YOUR OBJECTIVE. Output the entries below so that they read exactly as they do now.

DATASET ENTRIES.

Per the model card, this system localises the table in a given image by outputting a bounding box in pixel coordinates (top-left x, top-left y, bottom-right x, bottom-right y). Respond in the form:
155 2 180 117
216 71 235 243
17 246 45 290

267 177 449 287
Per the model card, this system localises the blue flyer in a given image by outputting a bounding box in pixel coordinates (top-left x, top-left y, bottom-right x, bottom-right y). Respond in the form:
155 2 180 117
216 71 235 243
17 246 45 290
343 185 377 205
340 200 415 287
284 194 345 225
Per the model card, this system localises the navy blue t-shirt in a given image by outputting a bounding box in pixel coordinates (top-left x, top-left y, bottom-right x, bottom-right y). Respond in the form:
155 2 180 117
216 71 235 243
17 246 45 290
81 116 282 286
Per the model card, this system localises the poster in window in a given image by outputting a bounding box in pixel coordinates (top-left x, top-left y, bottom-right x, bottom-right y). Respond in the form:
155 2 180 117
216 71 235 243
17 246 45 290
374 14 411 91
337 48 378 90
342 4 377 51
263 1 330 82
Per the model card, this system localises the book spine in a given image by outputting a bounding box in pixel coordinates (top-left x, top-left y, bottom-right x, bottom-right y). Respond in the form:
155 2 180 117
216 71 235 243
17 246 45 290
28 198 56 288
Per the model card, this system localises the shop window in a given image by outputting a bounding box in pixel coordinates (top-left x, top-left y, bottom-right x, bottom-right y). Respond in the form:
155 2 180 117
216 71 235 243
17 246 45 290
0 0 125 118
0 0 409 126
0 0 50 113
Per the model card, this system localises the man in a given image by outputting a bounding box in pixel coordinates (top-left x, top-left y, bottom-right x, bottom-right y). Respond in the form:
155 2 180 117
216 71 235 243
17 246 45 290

RESPONSE TO THIS EXERCISE.
Per the model card, this system localises the table in a given image by outputting a bounding box in pixel coordinates (top-left x, top-left y, bottom-right x, bottom-right y). Respond in the form:
155 2 180 117
216 71 235 243
17 246 45 290

267 177 449 287
Per the model card, this system localises the blue flyer in a given image by outputting a bounding box in pixel coordinates (top-left x, top-left y, bottom-right x, bottom-right y). Respond in the form:
155 2 180 117
216 71 235 243
17 246 45 290
343 185 377 205
340 200 415 287
284 194 345 225
Per the model card, this system localises the navy blue t-shirt in a given image by outputting a bounding box in pixel coordinates (top-left x, top-left y, bottom-right x, bottom-right y). Respond in the form:
155 2 180 117
216 71 235 243
17 246 45 290
81 116 282 286
Per the model card, this system localises the poster in window in a given image by outputting a bounding box in pixel coordinates (top-left x, top-left y, bottom-right x, bottom-right y). Respond in the form:
155 2 180 117
216 71 235 243
17 246 45 290
374 14 411 91
337 48 378 90
342 4 377 51
263 1 330 82
Per the model card, this system localises the book spine in a given image by outputting a bounding box in pixel coordinates (top-left x, top-left y, bottom-right x, bottom-right y). Respond in the form:
155 2 180 117
216 71 235 243
17 246 45 290
28 198 56 288
Per the model card, this system localises the shop window in a given image by outputting a bounding box in pixel coordinates (top-left x, top-left y, bottom-right x, bottom-right y). Respond in the form:
155 2 180 117
216 71 235 243
17 246 45 290
0 0 125 118
0 0 409 126
0 0 50 113
Per the model card, this system localises the man in a given image by outputting a bounding box in pixel coordinates (top-left x, top-left y, bottom-right x, bottom-right y). Respond in the form:
155 2 180 117
216 71 235 243
17 246 45 290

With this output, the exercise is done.